▶ _TASK INSTRUCTIONS_:
Repeat exactly the lines from the one containing "In this exercise you will indicate the dark trousers" through the last line of the records below, both included, and nothing else.

▶ _EXTRACTED RECORDS_:
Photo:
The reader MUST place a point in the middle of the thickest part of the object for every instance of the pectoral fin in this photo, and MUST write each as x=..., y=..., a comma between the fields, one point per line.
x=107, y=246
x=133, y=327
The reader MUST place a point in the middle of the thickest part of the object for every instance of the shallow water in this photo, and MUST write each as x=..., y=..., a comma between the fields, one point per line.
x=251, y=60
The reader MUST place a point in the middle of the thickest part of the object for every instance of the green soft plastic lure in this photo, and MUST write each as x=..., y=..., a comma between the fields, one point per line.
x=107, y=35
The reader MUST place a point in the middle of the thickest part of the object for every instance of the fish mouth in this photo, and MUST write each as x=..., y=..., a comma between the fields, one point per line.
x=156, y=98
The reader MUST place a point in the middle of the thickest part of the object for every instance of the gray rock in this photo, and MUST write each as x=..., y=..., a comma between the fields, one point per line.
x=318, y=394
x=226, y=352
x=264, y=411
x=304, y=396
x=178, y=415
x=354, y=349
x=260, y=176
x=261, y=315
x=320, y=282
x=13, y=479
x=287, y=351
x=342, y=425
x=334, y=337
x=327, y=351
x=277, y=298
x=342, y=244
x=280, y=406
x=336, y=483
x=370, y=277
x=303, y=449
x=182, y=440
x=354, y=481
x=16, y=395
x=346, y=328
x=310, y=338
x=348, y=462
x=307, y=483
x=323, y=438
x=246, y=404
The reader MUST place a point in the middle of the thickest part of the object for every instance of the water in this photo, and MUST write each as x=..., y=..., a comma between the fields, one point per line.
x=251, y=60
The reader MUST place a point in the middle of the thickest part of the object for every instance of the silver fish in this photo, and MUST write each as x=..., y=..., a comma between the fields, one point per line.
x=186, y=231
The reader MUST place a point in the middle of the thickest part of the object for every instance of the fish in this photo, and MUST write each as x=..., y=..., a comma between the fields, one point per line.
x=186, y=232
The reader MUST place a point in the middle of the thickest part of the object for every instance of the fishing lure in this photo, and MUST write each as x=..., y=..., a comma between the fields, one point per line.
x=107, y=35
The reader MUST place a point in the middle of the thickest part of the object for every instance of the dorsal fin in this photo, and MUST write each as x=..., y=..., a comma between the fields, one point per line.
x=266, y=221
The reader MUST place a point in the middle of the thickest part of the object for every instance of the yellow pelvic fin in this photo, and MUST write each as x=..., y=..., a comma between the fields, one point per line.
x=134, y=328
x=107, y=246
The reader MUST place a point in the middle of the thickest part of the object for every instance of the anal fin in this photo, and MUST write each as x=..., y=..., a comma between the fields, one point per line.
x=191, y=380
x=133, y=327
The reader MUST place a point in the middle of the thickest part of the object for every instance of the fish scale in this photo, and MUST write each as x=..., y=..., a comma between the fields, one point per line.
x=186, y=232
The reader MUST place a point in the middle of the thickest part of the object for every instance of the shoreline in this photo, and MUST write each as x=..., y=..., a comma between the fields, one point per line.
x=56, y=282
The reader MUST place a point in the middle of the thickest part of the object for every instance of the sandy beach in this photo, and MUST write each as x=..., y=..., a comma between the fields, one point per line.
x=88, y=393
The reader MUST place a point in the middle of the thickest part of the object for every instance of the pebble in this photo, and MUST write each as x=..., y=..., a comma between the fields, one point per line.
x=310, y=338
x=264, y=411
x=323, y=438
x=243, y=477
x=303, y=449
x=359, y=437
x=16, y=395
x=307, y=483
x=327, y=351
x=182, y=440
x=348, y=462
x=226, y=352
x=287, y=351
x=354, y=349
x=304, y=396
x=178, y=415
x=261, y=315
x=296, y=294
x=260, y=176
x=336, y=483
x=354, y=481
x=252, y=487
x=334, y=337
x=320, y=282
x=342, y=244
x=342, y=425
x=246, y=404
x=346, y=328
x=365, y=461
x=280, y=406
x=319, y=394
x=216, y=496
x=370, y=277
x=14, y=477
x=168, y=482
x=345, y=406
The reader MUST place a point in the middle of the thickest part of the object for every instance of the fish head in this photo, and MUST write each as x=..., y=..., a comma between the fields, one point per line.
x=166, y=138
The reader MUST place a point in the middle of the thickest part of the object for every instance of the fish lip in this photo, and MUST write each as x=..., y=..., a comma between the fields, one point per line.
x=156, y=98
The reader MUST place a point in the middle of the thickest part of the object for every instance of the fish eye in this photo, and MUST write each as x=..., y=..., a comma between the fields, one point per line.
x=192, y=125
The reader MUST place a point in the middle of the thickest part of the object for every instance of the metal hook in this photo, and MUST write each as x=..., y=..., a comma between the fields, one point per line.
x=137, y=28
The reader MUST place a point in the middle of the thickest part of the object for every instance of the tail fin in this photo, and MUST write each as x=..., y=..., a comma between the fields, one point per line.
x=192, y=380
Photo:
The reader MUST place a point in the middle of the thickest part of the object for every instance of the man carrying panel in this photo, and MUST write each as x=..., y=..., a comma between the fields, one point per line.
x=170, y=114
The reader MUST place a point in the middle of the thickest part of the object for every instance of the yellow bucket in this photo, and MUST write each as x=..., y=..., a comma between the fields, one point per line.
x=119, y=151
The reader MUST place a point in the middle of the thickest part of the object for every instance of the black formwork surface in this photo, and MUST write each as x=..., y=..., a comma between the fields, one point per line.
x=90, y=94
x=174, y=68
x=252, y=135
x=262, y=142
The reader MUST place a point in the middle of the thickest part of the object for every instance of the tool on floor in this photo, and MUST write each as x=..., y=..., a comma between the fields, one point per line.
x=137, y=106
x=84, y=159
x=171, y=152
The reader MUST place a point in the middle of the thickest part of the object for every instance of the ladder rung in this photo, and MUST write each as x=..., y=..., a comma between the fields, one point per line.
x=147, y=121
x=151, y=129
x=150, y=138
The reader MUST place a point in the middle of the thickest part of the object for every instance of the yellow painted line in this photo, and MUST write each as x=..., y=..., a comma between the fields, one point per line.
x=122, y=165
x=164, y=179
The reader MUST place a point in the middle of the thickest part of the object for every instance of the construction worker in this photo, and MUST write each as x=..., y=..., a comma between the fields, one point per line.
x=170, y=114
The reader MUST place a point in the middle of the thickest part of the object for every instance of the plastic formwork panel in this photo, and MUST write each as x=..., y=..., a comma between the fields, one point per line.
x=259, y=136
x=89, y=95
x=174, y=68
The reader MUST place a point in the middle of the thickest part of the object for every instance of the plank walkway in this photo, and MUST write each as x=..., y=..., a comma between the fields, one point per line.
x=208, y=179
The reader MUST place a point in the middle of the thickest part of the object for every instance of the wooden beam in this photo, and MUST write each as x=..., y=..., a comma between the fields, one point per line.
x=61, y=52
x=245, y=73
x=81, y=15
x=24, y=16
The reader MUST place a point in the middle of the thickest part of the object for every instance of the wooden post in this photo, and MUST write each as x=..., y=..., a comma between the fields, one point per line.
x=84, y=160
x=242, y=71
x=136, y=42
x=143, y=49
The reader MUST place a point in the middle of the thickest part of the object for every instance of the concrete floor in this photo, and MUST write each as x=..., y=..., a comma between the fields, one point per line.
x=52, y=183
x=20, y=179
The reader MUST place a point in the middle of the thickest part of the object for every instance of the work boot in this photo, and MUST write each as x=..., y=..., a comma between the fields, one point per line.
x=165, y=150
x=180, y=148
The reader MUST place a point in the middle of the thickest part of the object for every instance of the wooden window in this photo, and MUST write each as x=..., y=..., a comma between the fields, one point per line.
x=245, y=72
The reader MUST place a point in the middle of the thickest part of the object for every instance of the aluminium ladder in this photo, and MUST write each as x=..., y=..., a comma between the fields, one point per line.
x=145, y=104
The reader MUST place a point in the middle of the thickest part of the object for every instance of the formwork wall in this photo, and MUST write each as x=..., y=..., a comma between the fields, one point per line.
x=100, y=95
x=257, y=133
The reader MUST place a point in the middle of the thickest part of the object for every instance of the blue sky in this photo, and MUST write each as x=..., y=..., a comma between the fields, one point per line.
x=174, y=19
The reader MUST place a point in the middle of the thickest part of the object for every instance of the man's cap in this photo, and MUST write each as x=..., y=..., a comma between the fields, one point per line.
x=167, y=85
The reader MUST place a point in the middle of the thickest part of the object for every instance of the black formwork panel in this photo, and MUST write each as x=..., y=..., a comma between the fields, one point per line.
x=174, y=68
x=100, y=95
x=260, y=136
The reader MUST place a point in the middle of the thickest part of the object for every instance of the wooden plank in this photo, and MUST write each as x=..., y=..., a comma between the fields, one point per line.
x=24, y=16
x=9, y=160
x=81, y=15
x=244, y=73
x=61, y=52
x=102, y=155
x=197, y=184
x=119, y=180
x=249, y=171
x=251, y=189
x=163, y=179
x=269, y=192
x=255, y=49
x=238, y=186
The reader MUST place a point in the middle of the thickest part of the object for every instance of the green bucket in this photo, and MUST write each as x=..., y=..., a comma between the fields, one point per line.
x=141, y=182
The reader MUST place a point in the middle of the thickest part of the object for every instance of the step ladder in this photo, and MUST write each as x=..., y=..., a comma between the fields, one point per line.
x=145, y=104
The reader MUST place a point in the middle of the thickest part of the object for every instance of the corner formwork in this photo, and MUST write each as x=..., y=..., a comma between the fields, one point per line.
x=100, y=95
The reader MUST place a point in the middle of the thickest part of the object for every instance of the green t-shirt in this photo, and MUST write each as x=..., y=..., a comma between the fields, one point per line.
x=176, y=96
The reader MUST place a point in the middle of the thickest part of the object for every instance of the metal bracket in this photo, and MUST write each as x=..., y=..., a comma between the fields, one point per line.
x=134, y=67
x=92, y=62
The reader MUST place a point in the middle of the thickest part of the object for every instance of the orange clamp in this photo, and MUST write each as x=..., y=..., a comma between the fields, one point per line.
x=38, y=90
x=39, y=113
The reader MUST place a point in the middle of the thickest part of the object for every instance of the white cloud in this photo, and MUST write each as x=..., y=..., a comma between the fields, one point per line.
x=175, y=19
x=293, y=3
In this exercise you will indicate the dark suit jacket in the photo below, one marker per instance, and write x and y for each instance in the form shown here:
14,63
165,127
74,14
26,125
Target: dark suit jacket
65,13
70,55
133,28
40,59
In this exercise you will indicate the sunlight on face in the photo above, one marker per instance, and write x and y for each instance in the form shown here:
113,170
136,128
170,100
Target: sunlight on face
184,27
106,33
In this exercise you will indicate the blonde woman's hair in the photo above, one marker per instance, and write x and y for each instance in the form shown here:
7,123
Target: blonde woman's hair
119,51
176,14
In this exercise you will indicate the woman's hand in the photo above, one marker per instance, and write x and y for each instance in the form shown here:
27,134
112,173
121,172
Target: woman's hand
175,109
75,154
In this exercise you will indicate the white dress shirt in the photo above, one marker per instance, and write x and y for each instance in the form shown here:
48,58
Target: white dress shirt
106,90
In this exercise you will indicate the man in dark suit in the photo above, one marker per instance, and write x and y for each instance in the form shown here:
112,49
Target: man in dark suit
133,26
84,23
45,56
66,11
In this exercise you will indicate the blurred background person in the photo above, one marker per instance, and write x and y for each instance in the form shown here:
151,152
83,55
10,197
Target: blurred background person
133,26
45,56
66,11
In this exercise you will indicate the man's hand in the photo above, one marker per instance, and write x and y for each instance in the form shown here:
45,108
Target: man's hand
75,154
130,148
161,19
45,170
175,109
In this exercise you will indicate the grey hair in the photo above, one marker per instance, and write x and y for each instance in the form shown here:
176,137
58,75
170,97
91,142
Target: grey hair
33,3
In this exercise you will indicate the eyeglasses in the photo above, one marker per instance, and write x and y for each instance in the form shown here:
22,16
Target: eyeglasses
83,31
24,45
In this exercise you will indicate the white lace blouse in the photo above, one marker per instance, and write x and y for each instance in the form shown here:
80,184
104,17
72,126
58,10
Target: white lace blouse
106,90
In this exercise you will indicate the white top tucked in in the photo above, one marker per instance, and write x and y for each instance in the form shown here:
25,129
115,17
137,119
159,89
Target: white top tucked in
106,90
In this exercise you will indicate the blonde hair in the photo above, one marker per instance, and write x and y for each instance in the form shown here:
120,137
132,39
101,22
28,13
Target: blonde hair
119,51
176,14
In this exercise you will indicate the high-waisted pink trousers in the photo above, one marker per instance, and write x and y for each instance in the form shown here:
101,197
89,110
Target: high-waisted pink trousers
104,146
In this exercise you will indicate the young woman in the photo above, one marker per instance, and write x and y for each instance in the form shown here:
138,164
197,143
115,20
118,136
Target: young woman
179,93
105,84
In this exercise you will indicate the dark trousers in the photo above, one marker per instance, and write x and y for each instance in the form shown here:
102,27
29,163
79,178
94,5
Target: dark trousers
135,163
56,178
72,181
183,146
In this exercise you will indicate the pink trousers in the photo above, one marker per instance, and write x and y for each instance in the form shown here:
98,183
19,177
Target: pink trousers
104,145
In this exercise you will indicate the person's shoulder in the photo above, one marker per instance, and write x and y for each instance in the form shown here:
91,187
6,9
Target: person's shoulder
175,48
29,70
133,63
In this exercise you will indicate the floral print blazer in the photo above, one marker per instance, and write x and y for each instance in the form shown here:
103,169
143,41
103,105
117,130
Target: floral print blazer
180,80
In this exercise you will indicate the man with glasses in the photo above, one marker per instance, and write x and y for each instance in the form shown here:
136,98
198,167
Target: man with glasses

▶ _FINAL RESULT_:
In this exercise you will indicate the dark trousers in the photo above, one marker per instance, and write x and y for each instance in the form shown here:
102,27
29,163
79,178
94,5
Target: dark trousers
135,163
56,178
72,181
183,146
In this exercise you will indicate the pink trousers in the photo above, one marker per instance, and write x and y for each instance in the form shown here:
98,183
19,177
Target: pink trousers
104,145
In this exercise you will indicate the person's shoulder in the photo above, one marker per instance, and write x and y for each instance in the form shown here:
91,187
6,9
Target: person's shoulder
175,48
29,70
133,63
In this exercise you will indicate the floral print blazer in the photo above, one marker per instance, and write x and y for each instance in the form shown here:
103,169
143,41
103,105
117,130
Target: floral print blazer
180,80
In this exercise you will indicate the man with glasses in the photo above, one marker per instance, and write x and y for each instance in the form shown here:
136,98
198,167
Target: man with glasses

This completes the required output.